Stated goal
Rename "Right Ascension" as "right ascension angle" in the tutorial on celestial coordinates below, and give the stretch of that tutorial starting at "World coordinates serve" and ending at "and Greisen 2002)." with this one change applied.
───── Excerpted passage ─────
Working with Celestial Coordinates in WCS 1: Specifying, reading, and plotting

Authors

Kris Stern, Kelle Cruz, Lia Corrales, David Shupe, Adrian Price-Whelan

Learning Goals

  1. Demonstrate two ways to build a astropy.wcs.WCS object

  2. Show an image of the Helix nebula with RA and Dec labeled

  3. Plot a scale bar on an image with WCS information

Keywords

WCS, coordinates, matplotlib

Companion Contents

  1. “An Introduction to Modern Astrophysics” (Carroll & Ostlie)

  2. FITS WCS page at GSFC

Summary

This tutorial series aims to show how the content of Chapter 1 of “An Introduction to Modern Astrophysics” by Carroll and Ostlie can be applied to real life astrophysics research situations, using tools in the Astropy ecosystem. We will introduce two different approaches to building a astropy.wcs.WCS object, which contains meta-data that (in this case) defines a mapping between image coordinates and sky coordinates. The astropy.wcs subpackage conforms to the standards of the FITS World Coordinate System (WCS) used extensively by the astronomy research community. We will created a 2D WCS for an image of the iconic the Helix nebula (a planetary nebula) and display an image of the nebula with sky coordinates (here, equatorial, ICRS RA and Dec.) labeled. Finally, we will over-plot a scale bar on the Helix nebula image using WCS to give the reader a sense of the angular size of the image.

In[1]:

from astropy.wcs import WCS
from astropy.io import fits
import matplotlib.pyplot as plt

Section 1: Two ways to create an astropy.wcs.WCS object

World coordinates serve to locate a measurement in some multi-dimensional parameter space. A World Coordinate System (WCS) specifies the physical, or world, coordinates to be attached to each pixel or voxel of an N-dimensional image or array. An elaborate set of standards and conventions have been developed for the Flexible Image Transport System (FITS) format (Wells et al. 1981). A typical WCS example is to specify the Right Ascension (RA) and Declination (Dec) on the sky associated with a given the pixel or spaxel location in a 2-dimensional celestial image (Greisen & Calabretta 2002; Calabretta and Greisen 2002).
───── Material provided ─────
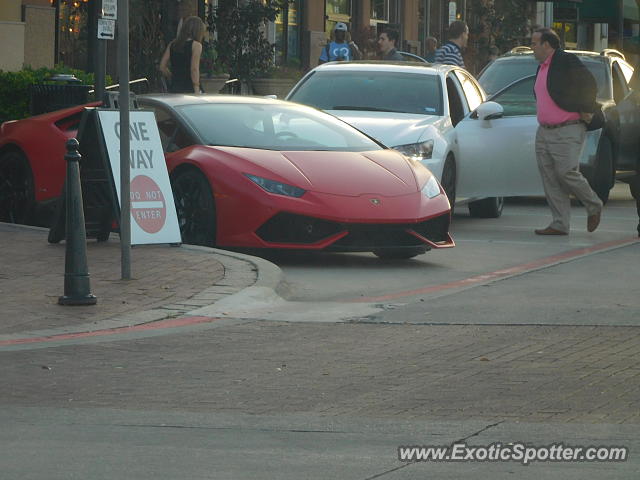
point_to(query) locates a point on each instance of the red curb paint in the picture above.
(503, 273)
(161, 324)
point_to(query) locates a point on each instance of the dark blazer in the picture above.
(570, 84)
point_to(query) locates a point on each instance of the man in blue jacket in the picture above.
(565, 93)
(341, 47)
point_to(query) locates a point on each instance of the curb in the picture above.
(242, 272)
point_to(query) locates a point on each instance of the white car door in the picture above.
(496, 158)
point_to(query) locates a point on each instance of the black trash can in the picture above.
(67, 91)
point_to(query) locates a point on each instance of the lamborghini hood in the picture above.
(383, 172)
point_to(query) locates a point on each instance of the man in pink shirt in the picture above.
(566, 99)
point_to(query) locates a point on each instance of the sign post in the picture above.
(125, 175)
─────
Task answer
World coordinates serve to locate a measurement in some multi-dimensional parameter space. A World Coordinate System (WCS) specifies the physical, or world, coordinates to be attached to each pixel or voxel of an N-dimensional image or array. An elaborate set of standards and conventions have been developed for the Flexible Image Transport System (FITS) format (Wells et al. 1981). A typical WCS example is to specify the right ascension angle (RA) and Declination (Dec) on the sky associated with a given the pixel or spaxel location in a 2-dimensional celestial image (Greisen & Calabretta 2002; Calabretta and Greisen 2002).